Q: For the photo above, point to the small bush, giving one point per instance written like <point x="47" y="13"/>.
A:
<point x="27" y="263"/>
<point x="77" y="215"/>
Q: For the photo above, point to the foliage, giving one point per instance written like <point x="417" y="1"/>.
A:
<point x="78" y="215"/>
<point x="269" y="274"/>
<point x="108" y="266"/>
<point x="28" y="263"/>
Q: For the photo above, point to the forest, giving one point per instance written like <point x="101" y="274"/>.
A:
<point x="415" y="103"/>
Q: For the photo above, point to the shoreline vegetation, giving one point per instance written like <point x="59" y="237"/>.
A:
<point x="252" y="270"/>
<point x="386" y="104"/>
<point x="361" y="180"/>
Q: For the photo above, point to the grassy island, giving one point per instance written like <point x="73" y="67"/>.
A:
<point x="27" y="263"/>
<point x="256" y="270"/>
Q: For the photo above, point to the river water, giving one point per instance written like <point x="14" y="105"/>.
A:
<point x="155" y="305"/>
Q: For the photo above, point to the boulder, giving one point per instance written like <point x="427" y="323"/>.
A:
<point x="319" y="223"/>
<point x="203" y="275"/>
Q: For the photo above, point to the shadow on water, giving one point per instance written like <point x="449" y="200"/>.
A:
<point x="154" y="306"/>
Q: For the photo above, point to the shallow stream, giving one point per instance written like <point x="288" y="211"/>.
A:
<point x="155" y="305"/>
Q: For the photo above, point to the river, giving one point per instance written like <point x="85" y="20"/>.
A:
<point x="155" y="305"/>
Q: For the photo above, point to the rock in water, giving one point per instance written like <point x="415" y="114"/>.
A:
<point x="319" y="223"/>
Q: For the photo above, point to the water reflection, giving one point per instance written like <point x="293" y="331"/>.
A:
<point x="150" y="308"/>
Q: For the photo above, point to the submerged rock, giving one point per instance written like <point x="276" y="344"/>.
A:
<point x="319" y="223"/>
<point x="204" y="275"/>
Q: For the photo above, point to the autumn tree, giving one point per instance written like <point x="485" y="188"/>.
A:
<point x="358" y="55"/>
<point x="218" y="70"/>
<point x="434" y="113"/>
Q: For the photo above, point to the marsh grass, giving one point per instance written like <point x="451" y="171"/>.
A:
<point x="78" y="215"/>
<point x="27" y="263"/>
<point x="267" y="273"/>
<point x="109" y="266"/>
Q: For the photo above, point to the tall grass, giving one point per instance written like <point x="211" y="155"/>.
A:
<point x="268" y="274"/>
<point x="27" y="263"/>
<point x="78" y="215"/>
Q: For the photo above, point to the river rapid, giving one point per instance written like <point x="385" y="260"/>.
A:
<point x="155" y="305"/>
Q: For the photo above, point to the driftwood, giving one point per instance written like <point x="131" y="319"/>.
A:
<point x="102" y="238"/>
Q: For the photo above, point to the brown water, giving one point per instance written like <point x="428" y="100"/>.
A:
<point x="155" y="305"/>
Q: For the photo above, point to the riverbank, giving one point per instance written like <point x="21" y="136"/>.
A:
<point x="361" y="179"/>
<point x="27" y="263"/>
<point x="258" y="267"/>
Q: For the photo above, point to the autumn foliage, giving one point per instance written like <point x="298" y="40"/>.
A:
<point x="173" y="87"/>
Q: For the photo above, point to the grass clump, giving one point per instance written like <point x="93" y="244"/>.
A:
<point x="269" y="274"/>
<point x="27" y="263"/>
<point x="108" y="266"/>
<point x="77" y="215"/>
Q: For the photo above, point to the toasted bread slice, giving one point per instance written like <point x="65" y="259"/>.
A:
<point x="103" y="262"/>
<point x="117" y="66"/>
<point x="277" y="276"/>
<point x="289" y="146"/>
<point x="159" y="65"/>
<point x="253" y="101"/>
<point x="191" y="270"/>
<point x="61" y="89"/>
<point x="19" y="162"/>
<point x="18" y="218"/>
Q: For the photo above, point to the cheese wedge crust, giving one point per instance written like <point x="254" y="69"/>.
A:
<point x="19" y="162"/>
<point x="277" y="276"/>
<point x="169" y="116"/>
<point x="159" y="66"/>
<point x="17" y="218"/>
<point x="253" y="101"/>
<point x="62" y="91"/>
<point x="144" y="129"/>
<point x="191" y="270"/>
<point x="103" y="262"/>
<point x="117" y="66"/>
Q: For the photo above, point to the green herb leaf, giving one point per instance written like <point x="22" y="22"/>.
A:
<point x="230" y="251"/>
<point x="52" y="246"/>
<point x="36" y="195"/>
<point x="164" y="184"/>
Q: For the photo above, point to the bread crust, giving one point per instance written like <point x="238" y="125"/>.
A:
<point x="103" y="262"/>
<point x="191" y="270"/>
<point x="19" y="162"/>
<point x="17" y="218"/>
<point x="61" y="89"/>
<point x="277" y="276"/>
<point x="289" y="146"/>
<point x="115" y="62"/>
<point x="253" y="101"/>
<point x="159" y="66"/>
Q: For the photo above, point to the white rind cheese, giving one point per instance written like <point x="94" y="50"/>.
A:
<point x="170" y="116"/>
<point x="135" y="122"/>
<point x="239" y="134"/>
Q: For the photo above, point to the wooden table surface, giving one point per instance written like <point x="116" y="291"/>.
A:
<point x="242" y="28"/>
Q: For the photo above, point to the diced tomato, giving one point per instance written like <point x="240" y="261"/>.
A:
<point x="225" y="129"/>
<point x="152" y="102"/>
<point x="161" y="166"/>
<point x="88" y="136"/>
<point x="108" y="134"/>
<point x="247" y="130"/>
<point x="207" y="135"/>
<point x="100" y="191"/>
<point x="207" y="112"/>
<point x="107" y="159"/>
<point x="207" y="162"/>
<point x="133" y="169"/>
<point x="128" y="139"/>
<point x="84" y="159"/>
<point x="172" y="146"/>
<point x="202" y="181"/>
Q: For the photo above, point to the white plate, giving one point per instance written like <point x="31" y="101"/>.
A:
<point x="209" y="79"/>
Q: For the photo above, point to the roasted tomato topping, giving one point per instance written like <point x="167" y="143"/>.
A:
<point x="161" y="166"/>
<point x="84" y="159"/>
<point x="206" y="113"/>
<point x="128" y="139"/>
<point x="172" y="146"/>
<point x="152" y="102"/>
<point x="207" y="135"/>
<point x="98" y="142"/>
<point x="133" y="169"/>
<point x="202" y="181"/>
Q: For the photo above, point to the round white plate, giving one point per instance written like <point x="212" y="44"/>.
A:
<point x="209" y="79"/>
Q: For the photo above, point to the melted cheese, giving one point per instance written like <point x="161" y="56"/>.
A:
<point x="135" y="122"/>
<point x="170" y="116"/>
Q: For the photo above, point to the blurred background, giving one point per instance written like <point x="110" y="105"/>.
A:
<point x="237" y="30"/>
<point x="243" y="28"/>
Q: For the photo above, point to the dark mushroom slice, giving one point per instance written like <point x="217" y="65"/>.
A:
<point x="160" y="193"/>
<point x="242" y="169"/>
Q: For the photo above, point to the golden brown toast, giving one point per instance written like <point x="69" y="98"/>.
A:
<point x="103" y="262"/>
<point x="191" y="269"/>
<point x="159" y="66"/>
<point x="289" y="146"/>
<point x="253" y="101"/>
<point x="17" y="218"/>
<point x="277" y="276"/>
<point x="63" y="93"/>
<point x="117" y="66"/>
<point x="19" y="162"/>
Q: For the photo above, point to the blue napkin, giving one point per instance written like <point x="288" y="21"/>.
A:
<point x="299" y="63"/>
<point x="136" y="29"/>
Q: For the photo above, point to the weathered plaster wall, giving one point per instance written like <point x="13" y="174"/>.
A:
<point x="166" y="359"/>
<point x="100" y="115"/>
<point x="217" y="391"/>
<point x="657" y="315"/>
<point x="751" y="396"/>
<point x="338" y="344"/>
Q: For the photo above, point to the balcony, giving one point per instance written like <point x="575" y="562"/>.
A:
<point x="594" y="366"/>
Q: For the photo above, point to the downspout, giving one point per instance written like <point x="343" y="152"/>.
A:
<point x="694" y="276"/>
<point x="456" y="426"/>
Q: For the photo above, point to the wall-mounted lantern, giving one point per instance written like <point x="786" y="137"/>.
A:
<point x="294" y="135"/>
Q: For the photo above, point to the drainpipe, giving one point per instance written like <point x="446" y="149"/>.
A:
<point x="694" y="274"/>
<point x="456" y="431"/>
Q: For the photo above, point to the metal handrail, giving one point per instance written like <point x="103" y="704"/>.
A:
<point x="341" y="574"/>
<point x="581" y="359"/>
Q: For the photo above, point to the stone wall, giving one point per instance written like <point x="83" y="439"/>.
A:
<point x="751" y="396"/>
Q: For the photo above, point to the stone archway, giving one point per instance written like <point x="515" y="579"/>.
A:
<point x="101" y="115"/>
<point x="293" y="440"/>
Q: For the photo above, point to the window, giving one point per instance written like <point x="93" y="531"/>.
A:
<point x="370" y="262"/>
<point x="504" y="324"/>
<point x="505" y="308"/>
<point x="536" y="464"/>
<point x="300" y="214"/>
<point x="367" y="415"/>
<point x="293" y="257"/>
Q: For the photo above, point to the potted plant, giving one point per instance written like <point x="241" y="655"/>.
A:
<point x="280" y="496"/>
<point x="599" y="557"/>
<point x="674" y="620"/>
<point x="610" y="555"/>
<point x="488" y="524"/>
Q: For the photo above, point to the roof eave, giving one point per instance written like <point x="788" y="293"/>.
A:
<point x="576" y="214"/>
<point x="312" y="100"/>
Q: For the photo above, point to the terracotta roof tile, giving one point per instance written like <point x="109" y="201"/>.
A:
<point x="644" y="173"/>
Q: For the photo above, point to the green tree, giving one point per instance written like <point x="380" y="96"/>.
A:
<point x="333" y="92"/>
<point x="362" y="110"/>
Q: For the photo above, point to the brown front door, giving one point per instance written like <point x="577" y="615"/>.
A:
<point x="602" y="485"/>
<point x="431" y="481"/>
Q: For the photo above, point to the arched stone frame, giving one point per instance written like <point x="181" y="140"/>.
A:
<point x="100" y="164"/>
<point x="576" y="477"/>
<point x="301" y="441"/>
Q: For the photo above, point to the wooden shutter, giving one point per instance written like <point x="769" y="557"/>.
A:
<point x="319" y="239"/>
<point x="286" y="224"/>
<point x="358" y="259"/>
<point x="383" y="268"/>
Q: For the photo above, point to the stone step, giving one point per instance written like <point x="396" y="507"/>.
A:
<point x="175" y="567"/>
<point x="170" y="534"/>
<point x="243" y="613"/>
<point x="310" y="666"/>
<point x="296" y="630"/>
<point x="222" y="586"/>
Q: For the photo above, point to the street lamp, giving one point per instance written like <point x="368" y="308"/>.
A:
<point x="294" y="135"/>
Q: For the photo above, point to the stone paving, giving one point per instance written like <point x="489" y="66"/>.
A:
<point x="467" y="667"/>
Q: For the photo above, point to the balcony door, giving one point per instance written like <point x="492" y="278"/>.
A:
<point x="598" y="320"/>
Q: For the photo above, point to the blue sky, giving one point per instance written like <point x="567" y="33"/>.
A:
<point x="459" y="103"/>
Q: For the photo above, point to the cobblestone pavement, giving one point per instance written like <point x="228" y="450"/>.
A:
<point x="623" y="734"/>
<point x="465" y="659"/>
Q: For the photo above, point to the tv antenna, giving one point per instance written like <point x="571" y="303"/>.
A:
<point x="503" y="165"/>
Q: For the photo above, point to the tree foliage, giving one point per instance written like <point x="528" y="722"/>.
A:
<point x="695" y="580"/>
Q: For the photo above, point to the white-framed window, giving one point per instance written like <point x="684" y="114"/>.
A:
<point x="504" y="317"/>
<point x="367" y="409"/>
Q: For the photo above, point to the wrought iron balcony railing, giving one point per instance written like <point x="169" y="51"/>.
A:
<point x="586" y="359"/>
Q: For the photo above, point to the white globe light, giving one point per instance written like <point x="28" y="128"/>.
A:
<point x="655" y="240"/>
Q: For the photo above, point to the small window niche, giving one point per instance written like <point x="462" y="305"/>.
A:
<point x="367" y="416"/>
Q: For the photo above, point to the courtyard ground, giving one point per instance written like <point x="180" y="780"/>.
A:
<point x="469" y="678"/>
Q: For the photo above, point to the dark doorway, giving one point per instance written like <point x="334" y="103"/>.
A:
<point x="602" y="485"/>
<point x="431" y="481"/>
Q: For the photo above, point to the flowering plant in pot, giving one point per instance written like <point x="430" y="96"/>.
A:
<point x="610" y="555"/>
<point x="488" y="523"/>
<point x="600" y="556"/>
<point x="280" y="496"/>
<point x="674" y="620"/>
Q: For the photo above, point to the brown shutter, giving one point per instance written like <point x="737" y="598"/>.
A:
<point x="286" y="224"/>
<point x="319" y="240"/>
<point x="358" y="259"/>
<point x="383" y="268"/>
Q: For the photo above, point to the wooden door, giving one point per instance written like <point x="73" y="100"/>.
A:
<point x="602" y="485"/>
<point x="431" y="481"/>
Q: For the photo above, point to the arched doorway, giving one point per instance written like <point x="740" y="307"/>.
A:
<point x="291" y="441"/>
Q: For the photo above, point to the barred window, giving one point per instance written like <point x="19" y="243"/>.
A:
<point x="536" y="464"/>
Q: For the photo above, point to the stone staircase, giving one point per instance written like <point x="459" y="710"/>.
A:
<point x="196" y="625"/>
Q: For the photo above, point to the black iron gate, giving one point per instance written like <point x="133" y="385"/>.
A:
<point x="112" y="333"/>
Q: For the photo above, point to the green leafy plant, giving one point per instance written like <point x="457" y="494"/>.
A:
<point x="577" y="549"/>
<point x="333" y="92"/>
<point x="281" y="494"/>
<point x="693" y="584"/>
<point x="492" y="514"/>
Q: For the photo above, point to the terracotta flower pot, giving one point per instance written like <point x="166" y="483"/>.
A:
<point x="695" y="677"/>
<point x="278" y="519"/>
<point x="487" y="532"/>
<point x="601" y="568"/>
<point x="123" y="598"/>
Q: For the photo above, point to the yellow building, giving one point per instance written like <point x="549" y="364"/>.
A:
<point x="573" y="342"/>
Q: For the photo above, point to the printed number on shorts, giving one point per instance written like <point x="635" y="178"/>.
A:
════
Your objective =>
Give back, unchanged, every line from the one with "Q: For the photo above, point to the stone staircase, giving" to the end of the entries above.

Reply =>
Q: For the photo above, point to the stone staircase, giving one point per instance written like <point x="459" y="710"/>.
A:
<point x="196" y="625"/>
Q: For the photo above, point to the black iron gate, giving one point per instance written like <point x="133" y="385"/>.
A:
<point x="112" y="333"/>
Q: For the photo above, point to the green leafy plant, giving one point per instance written like <point x="457" y="494"/>.
A:
<point x="577" y="549"/>
<point x="333" y="92"/>
<point x="281" y="494"/>
<point x="693" y="584"/>
<point x="492" y="514"/>
Q: For the photo above, point to the terracotta flower pot, giving one point per instance written like <point x="166" y="483"/>.
A:
<point x="695" y="677"/>
<point x="278" y="519"/>
<point x="487" y="532"/>
<point x="601" y="568"/>
<point x="123" y="598"/>
Q: For the photo above, point to the yellow building, giving one point per instance written like <point x="549" y="364"/>.
A:
<point x="573" y="342"/>
Q: For the photo above, point to the printed number on shorts, giving one point per instance written like <point x="635" y="178"/>.
A:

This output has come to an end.